> [To be done] List each line of the data below that contains the string "road". Case counts.

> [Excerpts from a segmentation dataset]
* * * * * * *
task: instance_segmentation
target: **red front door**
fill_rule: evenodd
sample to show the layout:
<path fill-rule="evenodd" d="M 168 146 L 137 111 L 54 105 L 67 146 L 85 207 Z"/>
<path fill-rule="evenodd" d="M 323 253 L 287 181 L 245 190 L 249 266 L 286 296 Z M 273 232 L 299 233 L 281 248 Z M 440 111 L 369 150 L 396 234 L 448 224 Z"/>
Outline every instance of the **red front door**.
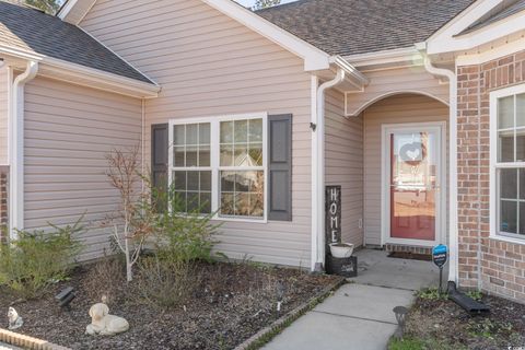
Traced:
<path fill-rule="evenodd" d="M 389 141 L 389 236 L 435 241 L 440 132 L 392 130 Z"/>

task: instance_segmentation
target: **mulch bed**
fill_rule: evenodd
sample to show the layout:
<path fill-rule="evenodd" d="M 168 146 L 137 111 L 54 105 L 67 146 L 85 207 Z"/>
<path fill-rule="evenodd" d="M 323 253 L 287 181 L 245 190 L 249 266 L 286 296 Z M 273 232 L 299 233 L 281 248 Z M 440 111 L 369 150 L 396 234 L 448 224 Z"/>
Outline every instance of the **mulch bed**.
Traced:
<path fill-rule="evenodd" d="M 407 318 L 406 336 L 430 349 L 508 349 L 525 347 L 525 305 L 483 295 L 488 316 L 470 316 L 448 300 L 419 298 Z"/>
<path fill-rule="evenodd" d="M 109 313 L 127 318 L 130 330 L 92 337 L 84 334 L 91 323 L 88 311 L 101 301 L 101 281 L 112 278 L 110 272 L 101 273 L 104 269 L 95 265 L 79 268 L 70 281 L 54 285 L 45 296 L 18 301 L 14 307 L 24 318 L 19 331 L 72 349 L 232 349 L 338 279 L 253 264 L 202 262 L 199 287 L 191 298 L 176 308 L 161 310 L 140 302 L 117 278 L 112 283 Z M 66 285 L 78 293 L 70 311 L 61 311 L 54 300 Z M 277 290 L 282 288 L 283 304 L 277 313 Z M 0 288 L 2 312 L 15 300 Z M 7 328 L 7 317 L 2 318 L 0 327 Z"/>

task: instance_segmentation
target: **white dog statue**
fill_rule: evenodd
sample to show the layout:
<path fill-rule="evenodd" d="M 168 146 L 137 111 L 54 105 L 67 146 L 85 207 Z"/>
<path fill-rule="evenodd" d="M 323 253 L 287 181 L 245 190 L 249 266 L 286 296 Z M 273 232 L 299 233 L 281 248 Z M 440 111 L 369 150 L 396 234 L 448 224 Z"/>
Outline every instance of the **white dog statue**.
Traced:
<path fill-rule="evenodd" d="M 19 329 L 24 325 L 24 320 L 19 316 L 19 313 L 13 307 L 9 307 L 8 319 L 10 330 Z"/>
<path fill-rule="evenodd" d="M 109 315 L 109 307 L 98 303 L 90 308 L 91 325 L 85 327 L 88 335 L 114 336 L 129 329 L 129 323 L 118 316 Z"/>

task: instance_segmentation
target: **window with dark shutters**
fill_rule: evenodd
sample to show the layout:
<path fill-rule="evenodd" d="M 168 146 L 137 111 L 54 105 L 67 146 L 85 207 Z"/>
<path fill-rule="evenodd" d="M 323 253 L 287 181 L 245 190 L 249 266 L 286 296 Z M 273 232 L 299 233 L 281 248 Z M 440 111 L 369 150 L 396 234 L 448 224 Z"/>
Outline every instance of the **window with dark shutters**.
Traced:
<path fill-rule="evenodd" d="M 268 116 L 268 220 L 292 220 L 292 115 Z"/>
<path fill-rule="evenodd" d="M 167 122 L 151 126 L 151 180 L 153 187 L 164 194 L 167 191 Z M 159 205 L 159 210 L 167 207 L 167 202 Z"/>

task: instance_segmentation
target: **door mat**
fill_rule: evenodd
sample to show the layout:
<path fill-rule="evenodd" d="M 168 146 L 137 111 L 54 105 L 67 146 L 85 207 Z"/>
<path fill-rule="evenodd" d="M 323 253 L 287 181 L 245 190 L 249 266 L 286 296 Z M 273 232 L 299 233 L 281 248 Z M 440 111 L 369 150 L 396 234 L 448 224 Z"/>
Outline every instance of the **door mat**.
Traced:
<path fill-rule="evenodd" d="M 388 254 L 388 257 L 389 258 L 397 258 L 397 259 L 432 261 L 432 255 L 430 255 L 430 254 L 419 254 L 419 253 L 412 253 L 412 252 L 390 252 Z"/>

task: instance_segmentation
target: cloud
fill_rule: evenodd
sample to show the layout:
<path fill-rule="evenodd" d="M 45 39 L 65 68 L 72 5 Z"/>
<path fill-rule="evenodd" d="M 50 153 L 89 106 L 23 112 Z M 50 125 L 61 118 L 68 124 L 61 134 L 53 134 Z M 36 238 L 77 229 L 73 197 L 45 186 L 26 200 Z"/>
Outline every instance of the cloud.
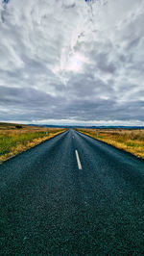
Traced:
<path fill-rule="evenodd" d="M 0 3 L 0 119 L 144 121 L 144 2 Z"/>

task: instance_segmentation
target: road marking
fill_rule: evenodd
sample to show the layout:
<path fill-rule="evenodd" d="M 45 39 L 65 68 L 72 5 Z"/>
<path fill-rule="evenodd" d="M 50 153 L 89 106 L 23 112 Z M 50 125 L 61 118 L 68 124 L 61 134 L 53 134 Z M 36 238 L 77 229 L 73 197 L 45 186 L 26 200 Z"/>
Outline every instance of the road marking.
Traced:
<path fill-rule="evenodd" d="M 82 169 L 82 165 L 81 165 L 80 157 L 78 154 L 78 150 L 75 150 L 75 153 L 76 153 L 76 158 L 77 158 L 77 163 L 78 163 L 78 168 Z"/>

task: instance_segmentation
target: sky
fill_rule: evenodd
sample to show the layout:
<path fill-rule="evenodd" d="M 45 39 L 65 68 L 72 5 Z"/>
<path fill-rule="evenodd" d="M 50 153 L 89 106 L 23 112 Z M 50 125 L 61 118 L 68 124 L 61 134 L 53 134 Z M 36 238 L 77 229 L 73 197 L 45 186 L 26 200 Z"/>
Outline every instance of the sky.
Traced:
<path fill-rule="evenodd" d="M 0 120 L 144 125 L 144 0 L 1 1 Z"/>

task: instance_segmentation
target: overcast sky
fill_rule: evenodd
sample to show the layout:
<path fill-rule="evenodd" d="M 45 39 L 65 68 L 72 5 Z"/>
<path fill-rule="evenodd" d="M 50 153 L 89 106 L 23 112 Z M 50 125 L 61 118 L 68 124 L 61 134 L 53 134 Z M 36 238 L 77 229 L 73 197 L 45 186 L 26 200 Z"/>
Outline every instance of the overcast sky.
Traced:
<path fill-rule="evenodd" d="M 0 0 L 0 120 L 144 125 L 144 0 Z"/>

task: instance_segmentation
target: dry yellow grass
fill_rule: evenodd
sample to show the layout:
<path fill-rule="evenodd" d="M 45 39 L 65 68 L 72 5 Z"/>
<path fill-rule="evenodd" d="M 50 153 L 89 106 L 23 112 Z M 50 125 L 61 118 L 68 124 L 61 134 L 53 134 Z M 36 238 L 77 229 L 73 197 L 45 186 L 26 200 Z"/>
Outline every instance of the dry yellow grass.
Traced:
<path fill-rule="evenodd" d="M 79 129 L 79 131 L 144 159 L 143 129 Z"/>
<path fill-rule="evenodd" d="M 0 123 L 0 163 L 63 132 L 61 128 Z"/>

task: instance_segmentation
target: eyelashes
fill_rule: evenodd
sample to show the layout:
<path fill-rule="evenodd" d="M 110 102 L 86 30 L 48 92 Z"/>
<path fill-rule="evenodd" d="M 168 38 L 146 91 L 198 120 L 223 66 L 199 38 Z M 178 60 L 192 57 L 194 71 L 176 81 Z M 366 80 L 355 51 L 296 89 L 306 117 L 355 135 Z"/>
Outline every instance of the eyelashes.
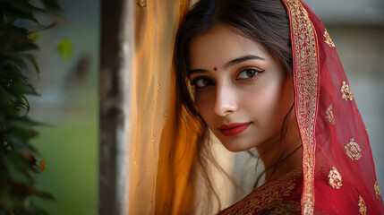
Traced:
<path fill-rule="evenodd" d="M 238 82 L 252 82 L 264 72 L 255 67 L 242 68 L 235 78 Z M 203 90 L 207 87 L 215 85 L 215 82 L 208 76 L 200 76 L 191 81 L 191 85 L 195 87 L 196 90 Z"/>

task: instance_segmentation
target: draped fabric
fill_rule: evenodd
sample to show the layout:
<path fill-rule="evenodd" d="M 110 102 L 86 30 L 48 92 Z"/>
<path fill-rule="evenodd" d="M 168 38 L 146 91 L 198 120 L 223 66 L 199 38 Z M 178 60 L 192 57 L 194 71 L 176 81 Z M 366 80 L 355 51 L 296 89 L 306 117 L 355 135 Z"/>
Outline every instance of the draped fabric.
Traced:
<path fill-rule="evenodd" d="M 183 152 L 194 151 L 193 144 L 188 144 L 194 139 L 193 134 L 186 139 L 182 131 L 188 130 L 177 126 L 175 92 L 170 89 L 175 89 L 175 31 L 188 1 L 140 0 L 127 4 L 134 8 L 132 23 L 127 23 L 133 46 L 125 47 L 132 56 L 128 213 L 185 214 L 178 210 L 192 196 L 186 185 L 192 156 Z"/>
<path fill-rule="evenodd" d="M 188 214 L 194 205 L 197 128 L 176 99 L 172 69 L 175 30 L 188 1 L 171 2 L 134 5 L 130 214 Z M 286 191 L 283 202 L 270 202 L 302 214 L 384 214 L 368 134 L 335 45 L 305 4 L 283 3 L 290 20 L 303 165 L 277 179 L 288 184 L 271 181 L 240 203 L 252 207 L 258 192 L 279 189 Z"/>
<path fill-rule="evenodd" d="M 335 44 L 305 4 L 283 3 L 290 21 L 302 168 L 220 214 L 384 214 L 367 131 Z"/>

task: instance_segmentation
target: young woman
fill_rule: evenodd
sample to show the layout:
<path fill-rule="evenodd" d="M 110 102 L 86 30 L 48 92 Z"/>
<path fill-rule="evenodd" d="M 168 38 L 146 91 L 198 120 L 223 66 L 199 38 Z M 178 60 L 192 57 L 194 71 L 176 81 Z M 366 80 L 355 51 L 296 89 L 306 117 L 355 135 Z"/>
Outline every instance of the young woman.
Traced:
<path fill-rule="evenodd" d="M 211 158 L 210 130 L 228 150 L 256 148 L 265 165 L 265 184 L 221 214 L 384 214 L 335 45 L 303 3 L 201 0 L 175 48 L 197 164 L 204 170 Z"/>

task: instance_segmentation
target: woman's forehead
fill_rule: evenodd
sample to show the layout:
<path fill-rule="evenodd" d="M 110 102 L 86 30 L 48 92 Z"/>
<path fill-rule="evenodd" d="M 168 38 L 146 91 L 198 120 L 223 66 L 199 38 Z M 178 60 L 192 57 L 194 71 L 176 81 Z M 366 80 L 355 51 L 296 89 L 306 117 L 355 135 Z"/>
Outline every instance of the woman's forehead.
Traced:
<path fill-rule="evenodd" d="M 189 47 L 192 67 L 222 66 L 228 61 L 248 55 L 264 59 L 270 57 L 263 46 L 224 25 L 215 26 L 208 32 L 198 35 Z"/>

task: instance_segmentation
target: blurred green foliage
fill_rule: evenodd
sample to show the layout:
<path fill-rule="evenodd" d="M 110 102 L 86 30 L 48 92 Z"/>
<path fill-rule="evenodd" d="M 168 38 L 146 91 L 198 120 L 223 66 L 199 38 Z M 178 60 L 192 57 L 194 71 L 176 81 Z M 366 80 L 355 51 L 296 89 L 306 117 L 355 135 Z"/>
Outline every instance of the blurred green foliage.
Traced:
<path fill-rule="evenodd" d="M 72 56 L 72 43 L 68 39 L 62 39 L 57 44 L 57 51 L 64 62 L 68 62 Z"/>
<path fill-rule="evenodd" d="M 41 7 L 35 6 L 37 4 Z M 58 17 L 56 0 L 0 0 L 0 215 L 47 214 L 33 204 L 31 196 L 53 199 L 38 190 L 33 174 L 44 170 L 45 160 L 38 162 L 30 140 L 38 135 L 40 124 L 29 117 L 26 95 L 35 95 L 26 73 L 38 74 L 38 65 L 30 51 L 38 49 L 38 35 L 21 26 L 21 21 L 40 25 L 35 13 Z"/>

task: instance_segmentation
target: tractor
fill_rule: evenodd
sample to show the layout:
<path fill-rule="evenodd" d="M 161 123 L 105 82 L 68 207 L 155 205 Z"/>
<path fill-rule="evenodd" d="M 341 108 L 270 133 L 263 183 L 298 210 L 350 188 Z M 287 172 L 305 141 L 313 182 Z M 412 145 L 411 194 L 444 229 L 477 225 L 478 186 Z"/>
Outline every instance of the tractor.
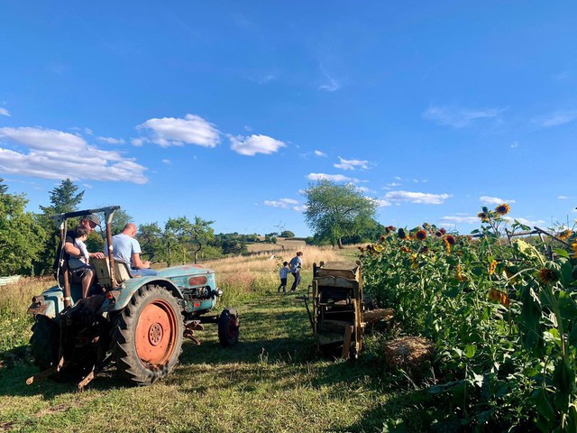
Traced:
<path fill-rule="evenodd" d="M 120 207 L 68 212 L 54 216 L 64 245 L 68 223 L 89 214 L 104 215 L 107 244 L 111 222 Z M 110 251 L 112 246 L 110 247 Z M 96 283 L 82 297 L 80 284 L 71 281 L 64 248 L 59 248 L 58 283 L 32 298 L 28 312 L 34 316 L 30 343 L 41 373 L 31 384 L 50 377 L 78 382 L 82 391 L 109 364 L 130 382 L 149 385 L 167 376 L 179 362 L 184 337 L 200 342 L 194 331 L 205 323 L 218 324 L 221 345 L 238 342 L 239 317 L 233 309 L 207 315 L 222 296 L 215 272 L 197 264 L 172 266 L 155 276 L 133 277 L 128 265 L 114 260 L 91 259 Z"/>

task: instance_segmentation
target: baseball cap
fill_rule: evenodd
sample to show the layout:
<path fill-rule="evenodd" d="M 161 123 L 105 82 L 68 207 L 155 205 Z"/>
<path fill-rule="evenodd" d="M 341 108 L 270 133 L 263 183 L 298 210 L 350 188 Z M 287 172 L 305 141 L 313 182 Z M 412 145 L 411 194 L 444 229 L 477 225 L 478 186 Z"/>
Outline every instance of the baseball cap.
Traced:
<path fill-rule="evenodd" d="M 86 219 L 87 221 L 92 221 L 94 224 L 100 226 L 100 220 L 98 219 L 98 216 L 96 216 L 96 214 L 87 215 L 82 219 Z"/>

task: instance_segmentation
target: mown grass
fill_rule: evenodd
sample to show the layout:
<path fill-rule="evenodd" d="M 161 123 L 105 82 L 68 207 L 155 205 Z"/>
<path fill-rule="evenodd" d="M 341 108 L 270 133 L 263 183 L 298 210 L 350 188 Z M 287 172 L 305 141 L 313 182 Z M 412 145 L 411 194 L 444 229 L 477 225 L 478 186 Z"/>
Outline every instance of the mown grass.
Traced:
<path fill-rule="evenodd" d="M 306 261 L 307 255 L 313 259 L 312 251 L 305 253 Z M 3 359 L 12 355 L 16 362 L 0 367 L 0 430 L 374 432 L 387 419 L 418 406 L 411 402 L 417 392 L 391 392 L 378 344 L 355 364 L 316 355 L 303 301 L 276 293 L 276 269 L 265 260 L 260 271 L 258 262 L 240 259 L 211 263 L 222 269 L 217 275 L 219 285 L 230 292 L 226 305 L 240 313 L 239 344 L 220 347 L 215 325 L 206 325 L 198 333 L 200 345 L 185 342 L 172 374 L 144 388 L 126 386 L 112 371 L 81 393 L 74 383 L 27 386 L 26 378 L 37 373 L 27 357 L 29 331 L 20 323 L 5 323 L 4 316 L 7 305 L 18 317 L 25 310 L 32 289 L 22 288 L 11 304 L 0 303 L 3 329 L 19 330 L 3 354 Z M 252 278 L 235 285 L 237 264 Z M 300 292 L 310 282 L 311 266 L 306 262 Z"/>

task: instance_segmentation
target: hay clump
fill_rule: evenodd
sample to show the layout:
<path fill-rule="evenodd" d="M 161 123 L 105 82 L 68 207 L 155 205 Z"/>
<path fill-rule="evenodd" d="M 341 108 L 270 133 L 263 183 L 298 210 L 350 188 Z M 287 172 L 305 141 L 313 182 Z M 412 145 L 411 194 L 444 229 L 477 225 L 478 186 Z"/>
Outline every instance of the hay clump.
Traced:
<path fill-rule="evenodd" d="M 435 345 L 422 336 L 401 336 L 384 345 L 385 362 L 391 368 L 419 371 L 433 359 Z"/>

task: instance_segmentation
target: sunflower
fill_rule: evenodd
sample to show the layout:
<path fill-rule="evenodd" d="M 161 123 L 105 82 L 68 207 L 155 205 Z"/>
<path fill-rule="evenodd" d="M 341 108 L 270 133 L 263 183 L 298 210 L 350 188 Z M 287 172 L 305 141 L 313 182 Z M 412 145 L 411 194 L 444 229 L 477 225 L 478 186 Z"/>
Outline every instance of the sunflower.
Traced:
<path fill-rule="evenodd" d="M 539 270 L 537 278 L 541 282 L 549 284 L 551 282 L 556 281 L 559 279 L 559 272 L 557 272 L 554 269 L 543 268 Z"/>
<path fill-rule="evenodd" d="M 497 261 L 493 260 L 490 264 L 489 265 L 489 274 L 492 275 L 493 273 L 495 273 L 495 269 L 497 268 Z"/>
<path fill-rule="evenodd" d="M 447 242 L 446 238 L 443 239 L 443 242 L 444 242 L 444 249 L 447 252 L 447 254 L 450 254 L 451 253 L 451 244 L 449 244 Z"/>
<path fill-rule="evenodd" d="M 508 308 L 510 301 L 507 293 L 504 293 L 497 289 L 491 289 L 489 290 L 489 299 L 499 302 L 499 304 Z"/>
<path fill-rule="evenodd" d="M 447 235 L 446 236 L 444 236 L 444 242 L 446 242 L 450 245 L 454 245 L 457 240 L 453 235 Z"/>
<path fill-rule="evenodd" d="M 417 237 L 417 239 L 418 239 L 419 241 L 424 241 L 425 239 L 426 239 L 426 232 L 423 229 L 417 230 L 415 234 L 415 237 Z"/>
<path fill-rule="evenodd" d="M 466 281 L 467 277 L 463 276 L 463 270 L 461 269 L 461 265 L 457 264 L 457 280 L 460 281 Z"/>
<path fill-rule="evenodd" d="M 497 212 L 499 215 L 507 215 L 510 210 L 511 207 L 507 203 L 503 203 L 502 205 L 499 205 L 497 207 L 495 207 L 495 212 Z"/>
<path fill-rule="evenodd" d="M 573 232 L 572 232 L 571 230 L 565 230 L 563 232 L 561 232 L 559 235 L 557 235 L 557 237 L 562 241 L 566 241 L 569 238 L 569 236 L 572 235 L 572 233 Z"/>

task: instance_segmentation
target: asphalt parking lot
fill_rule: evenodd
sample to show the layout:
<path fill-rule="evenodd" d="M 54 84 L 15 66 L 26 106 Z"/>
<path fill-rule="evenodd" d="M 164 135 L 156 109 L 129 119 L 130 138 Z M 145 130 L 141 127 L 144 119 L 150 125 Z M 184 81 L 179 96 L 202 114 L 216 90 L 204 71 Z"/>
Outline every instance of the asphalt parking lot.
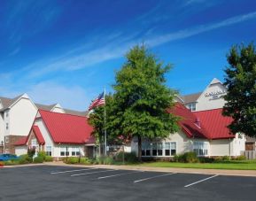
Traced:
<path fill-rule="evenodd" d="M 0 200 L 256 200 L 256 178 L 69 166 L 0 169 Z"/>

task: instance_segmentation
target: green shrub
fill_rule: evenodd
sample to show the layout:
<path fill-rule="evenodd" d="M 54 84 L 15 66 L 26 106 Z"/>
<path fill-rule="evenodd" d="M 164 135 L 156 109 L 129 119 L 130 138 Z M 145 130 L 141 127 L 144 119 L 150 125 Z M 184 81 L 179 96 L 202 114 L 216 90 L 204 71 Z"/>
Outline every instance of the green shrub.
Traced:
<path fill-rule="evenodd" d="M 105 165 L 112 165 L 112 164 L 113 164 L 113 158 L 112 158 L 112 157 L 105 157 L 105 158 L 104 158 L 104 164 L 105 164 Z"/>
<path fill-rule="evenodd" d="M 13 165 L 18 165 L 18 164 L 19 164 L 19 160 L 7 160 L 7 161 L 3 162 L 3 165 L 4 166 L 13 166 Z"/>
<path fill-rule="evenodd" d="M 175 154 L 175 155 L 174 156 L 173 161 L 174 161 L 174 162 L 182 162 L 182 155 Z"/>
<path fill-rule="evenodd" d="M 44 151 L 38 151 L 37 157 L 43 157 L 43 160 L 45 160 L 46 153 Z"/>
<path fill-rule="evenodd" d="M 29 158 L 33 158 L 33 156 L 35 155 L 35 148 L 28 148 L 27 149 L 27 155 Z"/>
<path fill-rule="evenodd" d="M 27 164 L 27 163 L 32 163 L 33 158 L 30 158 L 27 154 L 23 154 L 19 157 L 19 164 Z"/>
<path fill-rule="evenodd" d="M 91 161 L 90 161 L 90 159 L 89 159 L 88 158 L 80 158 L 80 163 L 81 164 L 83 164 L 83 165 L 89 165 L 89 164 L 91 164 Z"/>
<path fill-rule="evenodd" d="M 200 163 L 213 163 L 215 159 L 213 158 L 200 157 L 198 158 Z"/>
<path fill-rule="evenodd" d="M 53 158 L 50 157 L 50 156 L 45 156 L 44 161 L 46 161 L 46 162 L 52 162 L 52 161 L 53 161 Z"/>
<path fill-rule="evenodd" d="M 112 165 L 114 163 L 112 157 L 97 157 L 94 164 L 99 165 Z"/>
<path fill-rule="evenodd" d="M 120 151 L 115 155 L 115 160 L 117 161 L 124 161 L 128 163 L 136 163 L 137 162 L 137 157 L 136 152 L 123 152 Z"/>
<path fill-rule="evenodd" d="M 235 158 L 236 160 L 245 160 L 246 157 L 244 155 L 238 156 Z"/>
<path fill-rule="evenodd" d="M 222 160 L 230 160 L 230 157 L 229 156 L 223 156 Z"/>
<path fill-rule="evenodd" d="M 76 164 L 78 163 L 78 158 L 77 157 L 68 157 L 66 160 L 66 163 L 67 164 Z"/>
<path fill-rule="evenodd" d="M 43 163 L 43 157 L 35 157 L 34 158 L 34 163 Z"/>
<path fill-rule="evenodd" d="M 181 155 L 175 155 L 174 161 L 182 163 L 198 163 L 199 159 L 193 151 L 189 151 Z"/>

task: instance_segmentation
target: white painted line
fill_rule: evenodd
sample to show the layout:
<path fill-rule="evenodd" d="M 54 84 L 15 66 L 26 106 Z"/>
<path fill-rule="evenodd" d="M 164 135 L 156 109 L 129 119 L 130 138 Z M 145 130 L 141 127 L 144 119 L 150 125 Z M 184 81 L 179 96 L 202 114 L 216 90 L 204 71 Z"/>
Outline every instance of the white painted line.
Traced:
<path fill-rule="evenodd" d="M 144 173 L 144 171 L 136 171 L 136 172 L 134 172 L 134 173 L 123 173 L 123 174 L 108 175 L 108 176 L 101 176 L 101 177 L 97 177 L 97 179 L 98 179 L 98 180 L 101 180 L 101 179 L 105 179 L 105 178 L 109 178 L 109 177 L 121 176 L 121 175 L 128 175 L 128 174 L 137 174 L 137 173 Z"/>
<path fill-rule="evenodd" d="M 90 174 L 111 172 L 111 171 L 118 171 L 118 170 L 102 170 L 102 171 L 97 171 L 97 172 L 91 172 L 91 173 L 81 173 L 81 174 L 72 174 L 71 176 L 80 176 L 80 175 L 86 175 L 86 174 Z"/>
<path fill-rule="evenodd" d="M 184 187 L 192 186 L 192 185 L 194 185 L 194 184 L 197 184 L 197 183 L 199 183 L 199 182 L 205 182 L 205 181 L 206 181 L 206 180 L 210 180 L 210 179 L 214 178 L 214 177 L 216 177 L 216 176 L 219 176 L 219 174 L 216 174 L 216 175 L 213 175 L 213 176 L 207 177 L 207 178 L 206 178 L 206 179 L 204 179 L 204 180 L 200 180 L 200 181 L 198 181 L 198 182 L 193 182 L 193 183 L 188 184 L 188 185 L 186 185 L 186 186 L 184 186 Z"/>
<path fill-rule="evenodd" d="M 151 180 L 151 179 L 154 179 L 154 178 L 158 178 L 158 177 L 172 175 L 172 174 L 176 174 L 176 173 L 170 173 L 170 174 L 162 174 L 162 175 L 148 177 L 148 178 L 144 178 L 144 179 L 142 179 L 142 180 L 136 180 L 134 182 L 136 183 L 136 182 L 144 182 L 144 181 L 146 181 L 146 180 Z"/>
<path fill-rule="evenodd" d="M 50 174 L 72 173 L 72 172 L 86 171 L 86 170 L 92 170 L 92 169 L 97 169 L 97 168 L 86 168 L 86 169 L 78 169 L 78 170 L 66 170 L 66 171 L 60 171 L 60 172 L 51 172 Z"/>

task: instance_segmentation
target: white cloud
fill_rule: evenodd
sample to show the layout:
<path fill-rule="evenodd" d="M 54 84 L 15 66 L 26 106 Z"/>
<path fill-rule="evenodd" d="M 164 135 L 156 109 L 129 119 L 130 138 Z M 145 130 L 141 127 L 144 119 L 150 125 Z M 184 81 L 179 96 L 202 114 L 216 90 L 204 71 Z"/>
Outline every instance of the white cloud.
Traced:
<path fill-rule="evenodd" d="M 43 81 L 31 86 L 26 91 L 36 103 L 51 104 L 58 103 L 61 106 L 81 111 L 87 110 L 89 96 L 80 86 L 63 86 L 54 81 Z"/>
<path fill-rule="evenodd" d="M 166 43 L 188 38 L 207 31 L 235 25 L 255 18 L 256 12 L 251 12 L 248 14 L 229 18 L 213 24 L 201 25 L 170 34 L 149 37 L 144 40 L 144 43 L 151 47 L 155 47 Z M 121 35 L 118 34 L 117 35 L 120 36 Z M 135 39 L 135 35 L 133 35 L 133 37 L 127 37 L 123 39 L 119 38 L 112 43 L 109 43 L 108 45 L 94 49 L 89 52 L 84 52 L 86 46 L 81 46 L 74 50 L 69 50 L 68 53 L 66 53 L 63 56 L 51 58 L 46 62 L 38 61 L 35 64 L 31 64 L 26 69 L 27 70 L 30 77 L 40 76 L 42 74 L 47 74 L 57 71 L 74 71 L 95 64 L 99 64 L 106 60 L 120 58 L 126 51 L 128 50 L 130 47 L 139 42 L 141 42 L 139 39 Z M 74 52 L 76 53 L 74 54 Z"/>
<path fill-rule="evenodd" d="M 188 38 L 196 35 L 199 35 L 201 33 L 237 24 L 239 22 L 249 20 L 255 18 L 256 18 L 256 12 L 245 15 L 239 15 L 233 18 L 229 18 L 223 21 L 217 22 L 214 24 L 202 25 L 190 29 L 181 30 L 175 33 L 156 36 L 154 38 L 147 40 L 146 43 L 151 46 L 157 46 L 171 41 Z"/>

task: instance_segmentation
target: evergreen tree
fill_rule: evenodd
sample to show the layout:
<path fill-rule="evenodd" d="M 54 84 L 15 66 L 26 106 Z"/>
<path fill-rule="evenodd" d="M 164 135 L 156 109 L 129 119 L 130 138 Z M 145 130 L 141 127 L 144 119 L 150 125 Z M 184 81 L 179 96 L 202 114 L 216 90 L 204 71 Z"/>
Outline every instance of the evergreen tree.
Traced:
* * * * * * *
> [Full output]
target: road marking
Outline every instance of the road marking.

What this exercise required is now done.